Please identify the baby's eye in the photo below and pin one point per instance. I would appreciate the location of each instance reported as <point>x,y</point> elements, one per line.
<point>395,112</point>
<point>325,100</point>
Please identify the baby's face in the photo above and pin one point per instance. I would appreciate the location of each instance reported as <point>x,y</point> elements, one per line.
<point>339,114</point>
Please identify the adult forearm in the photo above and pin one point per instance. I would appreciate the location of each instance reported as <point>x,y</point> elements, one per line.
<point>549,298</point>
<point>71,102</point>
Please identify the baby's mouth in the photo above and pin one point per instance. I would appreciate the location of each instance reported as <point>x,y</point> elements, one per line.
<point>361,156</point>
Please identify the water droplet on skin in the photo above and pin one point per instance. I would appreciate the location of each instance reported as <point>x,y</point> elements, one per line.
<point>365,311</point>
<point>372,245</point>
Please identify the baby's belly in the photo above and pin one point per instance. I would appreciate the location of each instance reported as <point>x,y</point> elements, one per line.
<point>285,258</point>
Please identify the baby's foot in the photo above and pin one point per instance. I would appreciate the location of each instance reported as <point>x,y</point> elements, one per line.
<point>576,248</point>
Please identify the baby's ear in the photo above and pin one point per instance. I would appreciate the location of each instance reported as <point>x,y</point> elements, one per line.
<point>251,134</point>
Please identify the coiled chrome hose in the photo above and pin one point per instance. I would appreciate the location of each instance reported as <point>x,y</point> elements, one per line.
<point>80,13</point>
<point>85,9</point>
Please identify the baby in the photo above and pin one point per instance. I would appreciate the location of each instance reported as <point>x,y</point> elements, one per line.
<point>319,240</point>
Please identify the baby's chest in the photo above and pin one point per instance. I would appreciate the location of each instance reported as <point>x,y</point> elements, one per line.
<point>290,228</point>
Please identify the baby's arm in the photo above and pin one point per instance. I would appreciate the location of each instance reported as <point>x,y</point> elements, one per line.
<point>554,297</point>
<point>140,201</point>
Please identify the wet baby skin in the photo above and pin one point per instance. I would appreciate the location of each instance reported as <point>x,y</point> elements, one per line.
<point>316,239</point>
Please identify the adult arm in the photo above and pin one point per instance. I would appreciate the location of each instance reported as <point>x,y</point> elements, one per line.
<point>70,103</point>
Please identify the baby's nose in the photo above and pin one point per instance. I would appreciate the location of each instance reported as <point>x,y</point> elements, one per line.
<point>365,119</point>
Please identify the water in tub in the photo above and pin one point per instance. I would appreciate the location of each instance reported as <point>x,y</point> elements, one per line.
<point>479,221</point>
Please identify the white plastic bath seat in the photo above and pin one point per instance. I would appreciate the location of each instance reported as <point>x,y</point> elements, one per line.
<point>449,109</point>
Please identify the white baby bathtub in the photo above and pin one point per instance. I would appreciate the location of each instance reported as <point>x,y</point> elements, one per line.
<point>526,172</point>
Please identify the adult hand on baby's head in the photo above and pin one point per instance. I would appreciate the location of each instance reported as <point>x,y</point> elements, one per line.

────────────────────────────────────────

▶ [AIM] Arrange every entry above as a JSON list of strings, one string per line, leaving out blank lines.

▶ [WRITTEN RESPONSE]
[
  "Please identify the baby's eye in the photo below and pin one point per instance. I would appreciate the location of each instance reported as <point>x,y</point> elements, one per line.",
  "<point>395,112</point>",
  "<point>325,100</point>",
  "Please identify the baby's face in the photo above and pin one point per instance. I would appreciate the location of each instance reported as <point>x,y</point> elements, one per line.",
  "<point>339,114</point>",
  "Please identify the adult forearm in the photo above and pin one point per instance. I would appreciate the location of each instance reported as <point>x,y</point> elements, one per line.",
  "<point>549,298</point>",
  "<point>71,102</point>",
  "Please identify the baby's mouth in the photo above and pin one point per instance. I would appreciate the location of each instance reported as <point>x,y</point> elements, one per line.",
  "<point>361,156</point>",
  "Please identify the water droplet on skin in the photo above and pin one point per instance. I would appreciate the location of each instance reported as <point>x,y</point> elements, one per line.",
  "<point>365,311</point>",
  "<point>372,245</point>",
  "Please identify the baby's belly in the photo above and pin one point per instance. I would appreciate the location of each instance reported as <point>x,y</point> elements, one per line.",
  "<point>285,258</point>",
  "Please identify the baby's foot in the photo above and pin one point per instance. I would appreciate the location of each instance reported as <point>x,y</point> elements, one per line.",
  "<point>576,248</point>",
  "Please identify the baby's ear in the photo above and pin one point per instance. I would appreciate the location of each instance reported as <point>x,y</point> elements, one per line.",
  "<point>251,134</point>",
  "Please identify the coiled chrome hose in the photo above and pin one point per instance. I would appreciate the location of each instance reported as <point>x,y</point> elements, one per line.",
  "<point>80,13</point>",
  "<point>85,9</point>",
  "Please identify the baby in the photo above and pin one point per instance. I would appreciate the location of each instance reported as <point>x,y</point> elements, one per line.",
  "<point>319,240</point>",
  "Please identify the baby's chest in the photo above and pin one point per instance. I would appreciate the location of each instance reported as <point>x,y</point> elements, one per line.",
  "<point>290,228</point>",
  "Please identify the baby's arm in the photo above and pin one point per instance. I would appreciate the location of each instance reported as <point>x,y</point> elements, one per line.",
  "<point>554,297</point>",
  "<point>140,201</point>",
  "Please identify the wet baby skin in the photo above and pin one point per instance. I would appreciate the location of each instance reported as <point>x,y</point> elements, one per line.",
  "<point>316,239</point>",
  "Please identify the adult arm in the photo above and pin one point per instance. I would appreciate the location of each instance reported as <point>x,y</point> elements, one per line.",
  "<point>70,103</point>",
  "Please identify the baby's nose in the photo above and pin one point per instance. I would appreciate the location of each instance reported as <point>x,y</point> elements, one per line.",
  "<point>365,119</point>",
  "Please identify the water in tub in the photo above and pin one point per instance. I would appreciate the location of each instance reported as <point>x,y</point> elements, one per line.",
  "<point>479,221</point>",
  "Please identify the white plastic bath seat in the photo above and pin one point per instance. I would appreciate the location of each instance reported as <point>x,y</point> elements, one per line.",
  "<point>449,109</point>",
  "Please identify the white baby bathtub in the photo above and pin one point per instance. I would appreciate the location of each instance reported as <point>x,y</point> elements, one per line.",
  "<point>526,172</point>",
  "Please identify the adult hand on baby's head in the photo above and pin one point per instance. I would appreciate the location of each instance reported as <point>x,y</point> elements, one per line."
]